··· Records for the exercise ···

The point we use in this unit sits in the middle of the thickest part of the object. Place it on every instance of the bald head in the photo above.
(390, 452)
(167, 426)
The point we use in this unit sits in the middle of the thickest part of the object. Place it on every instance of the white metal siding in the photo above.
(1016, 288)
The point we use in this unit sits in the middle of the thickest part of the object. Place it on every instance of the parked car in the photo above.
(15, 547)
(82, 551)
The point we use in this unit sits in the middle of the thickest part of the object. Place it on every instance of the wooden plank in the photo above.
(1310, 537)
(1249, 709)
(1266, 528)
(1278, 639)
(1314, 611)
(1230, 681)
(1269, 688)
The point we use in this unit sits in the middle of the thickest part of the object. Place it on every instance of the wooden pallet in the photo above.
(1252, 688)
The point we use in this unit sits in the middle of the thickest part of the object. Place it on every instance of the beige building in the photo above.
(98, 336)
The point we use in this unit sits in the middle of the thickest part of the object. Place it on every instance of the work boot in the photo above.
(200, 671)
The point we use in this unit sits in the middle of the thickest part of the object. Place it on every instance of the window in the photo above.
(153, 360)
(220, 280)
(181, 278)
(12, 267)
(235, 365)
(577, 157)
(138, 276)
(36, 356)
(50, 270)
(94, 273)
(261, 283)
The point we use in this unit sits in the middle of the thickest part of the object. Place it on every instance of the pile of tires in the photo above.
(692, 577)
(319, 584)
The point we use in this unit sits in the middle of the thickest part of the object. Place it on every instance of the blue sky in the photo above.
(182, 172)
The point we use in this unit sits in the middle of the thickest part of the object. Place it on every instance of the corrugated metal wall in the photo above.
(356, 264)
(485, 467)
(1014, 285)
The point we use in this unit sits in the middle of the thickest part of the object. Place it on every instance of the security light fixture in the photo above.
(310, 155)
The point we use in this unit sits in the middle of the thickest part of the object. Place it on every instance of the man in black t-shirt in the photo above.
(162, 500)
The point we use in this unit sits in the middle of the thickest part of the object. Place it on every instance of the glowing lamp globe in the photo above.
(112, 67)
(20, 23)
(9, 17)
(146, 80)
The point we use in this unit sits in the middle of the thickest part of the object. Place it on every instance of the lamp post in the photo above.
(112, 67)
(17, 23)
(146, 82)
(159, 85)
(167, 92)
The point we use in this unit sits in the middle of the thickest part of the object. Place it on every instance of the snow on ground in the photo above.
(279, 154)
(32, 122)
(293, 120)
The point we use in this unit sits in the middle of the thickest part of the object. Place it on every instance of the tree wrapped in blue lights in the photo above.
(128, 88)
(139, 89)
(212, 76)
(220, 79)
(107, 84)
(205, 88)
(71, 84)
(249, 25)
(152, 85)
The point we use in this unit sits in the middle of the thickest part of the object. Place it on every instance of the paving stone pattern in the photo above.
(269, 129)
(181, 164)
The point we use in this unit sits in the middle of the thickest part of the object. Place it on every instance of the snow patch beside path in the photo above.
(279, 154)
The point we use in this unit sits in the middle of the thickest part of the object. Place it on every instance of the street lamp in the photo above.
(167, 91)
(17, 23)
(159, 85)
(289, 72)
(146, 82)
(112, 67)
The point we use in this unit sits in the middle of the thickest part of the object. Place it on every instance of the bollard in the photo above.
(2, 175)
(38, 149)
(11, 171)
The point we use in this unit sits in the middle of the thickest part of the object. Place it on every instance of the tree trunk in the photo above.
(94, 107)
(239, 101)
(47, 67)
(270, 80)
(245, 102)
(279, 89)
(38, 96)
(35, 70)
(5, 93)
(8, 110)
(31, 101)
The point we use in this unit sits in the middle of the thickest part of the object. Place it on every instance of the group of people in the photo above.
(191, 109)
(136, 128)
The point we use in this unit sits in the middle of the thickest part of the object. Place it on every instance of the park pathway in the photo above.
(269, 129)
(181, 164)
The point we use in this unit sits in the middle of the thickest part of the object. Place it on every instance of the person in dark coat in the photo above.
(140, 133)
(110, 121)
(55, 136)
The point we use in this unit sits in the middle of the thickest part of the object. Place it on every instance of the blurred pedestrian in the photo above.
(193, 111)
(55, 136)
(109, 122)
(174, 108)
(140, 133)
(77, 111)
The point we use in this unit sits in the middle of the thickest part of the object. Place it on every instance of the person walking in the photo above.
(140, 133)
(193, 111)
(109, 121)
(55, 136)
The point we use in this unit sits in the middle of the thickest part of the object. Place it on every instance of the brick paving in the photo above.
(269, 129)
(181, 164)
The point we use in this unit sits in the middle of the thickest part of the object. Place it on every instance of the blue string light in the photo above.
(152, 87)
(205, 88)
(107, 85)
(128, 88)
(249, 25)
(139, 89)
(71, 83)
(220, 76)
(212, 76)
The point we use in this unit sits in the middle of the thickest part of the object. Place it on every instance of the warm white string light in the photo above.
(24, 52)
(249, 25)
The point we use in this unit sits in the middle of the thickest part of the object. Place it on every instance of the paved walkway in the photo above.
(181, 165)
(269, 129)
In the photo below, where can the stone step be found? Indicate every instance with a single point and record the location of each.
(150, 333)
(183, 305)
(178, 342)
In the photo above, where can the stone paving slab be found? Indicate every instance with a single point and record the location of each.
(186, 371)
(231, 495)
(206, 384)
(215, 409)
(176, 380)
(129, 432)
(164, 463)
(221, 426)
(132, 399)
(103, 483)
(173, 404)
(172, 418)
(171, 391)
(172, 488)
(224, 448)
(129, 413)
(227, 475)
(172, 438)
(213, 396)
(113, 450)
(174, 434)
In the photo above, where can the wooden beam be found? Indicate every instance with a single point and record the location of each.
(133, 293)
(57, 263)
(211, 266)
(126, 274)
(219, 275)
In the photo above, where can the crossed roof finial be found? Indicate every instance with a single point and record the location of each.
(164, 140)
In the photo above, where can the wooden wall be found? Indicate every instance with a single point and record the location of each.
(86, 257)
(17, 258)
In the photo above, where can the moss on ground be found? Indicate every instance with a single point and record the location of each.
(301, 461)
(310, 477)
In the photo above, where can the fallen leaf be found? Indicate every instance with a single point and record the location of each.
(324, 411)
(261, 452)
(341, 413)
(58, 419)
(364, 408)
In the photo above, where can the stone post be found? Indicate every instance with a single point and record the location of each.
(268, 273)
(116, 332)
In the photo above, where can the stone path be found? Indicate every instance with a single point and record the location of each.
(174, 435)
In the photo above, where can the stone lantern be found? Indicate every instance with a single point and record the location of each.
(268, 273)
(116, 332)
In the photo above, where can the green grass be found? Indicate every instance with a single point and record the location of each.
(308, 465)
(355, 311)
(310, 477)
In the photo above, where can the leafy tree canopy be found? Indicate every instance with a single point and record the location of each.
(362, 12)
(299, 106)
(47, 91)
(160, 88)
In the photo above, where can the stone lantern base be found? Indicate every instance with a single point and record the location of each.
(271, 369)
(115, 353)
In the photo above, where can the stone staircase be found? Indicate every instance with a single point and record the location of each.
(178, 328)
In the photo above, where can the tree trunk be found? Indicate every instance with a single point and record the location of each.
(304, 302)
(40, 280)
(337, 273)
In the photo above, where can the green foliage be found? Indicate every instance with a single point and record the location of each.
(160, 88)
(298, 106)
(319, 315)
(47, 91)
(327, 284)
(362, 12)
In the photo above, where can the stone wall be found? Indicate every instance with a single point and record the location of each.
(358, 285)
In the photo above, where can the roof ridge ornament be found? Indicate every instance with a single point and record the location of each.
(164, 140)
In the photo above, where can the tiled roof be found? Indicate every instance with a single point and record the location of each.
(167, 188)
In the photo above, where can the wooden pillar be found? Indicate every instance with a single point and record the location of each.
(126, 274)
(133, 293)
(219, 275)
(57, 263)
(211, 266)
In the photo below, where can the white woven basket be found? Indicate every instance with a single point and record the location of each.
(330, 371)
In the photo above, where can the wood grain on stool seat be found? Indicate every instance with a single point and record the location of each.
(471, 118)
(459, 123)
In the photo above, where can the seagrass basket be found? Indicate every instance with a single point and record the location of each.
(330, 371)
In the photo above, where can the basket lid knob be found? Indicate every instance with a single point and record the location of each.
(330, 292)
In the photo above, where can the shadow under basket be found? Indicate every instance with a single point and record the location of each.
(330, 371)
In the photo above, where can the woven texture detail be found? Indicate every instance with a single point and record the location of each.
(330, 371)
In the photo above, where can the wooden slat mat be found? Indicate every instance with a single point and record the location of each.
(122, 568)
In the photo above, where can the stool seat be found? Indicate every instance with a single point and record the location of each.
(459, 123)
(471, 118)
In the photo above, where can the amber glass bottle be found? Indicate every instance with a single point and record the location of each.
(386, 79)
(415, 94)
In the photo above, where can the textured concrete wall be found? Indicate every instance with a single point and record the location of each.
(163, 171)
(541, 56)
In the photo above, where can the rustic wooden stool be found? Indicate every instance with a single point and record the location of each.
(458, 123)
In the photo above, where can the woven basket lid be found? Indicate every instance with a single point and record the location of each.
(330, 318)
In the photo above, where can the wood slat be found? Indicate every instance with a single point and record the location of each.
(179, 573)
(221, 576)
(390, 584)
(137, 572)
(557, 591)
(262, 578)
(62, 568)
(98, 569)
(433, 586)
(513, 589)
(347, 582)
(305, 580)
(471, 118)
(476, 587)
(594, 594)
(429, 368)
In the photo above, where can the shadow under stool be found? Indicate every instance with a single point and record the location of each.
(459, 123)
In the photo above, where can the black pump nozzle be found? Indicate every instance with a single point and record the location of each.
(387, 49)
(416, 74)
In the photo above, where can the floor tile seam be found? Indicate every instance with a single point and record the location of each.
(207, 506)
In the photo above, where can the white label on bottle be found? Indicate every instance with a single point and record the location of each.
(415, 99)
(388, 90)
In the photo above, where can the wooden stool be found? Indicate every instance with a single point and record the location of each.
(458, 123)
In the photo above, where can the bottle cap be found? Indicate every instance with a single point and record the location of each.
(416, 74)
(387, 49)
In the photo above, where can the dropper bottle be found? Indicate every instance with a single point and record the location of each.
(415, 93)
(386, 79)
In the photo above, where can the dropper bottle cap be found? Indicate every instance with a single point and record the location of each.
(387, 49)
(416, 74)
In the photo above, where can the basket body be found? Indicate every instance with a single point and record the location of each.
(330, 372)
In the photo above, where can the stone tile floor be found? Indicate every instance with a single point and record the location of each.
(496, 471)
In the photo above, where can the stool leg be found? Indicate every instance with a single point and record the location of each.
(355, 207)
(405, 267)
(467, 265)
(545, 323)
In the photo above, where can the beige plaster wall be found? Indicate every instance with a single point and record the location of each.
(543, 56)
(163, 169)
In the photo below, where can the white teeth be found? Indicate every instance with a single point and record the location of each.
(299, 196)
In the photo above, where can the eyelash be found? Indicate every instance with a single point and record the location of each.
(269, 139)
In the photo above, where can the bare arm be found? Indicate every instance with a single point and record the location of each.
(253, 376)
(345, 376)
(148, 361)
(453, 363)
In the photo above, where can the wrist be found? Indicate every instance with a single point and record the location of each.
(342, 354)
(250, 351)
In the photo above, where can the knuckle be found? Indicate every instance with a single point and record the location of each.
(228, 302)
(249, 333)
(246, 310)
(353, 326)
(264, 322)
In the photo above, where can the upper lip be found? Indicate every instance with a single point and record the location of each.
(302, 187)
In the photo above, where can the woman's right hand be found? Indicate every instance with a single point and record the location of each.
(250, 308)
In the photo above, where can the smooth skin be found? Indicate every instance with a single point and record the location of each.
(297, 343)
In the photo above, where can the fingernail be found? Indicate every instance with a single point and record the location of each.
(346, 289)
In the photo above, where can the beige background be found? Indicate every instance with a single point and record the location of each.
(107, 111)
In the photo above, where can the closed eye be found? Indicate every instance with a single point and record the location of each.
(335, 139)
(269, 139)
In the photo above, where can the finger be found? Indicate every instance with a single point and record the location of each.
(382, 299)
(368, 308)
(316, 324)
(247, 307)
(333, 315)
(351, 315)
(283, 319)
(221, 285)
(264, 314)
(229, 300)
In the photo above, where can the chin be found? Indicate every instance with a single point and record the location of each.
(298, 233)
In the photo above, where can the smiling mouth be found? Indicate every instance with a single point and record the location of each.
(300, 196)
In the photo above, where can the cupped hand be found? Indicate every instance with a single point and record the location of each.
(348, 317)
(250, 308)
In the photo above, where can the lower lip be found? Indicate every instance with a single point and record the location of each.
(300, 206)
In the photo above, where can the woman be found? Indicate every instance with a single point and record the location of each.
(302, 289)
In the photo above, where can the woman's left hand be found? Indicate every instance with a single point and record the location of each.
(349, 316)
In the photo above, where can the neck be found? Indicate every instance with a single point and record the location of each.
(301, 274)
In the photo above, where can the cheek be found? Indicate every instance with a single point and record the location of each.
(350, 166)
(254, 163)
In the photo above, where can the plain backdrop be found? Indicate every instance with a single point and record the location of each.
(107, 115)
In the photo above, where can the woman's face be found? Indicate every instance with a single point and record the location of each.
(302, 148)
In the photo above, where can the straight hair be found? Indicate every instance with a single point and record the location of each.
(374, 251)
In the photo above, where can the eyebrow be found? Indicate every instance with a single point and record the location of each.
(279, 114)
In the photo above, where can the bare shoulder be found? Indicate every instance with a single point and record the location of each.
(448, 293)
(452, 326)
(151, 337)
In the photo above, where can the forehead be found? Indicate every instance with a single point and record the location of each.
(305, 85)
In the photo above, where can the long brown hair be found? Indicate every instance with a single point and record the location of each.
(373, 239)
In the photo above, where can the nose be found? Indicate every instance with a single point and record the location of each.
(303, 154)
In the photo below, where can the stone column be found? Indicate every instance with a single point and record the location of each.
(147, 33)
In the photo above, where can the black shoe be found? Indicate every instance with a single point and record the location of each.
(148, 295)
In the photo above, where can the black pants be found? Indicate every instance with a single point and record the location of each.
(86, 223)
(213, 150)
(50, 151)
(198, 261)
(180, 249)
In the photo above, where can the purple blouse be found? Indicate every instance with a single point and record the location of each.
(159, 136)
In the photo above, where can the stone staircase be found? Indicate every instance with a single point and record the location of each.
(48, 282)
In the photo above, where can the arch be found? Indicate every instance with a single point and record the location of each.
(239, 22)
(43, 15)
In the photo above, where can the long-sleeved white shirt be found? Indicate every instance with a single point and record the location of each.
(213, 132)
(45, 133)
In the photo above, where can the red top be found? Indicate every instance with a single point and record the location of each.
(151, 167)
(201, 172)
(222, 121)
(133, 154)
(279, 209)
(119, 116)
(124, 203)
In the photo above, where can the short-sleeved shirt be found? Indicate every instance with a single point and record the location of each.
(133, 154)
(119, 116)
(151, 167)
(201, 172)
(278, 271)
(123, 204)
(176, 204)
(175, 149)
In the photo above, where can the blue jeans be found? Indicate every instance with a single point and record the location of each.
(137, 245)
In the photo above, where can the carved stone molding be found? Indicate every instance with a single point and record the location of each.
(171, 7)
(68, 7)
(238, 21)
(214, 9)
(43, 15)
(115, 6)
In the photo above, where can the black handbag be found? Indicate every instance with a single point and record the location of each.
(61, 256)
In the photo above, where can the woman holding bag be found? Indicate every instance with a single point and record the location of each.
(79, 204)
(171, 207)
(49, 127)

···

§ **Task instructions**
Locate the line with "In the photo above, where can the black pants" in the entries above; extract it and every line after it, verbatim.

§ **Exercise output**
In the photo above, where can the black pants be found? Indicate every instance with a single point and record the location of each.
(86, 223)
(213, 150)
(50, 151)
(198, 261)
(180, 249)
In the photo above, where can the purple blouse be found? Indicate every instance with a single point and record the location of each.
(159, 136)
In the photo above, where can the stone staircase be found? Indicate every instance with a single point and record the location of each.
(48, 282)
In the photo above, where can the arch be found? Indicate every instance with a single point and record the location of each.
(239, 22)
(43, 15)
In the photo above, where can the long-sleeved white shirt be found? Indicate every instance with a single point and record the location of each.
(213, 132)
(45, 133)
In the photo above, where can the red top be found? Indicate every instance with a single point and record the location of each.
(151, 167)
(201, 172)
(222, 121)
(133, 154)
(279, 209)
(119, 116)
(124, 203)
In the photo above, where can the short-sleeved shirt be found? Indicate every instance with a single point and record the location of each.
(133, 154)
(119, 116)
(151, 167)
(201, 172)
(278, 271)
(123, 204)
(176, 204)
(175, 149)
In the photo above, where can the blue jeans be found? Indicate every instance with a single point and record the location of each.
(137, 245)
In the photo above, where can the carved stone molding be found? Indicate every instance with a single point and record the location of each.
(171, 7)
(68, 7)
(238, 21)
(214, 9)
(43, 15)
(115, 6)
In the photo above, where can the black handbag be found? Indicate every instance with a single point and record the location of each.
(61, 256)
In the photo above, where can the woman holding bag be found? Indicate every instance with a single point and record the location of each.
(79, 204)
(171, 207)
(49, 127)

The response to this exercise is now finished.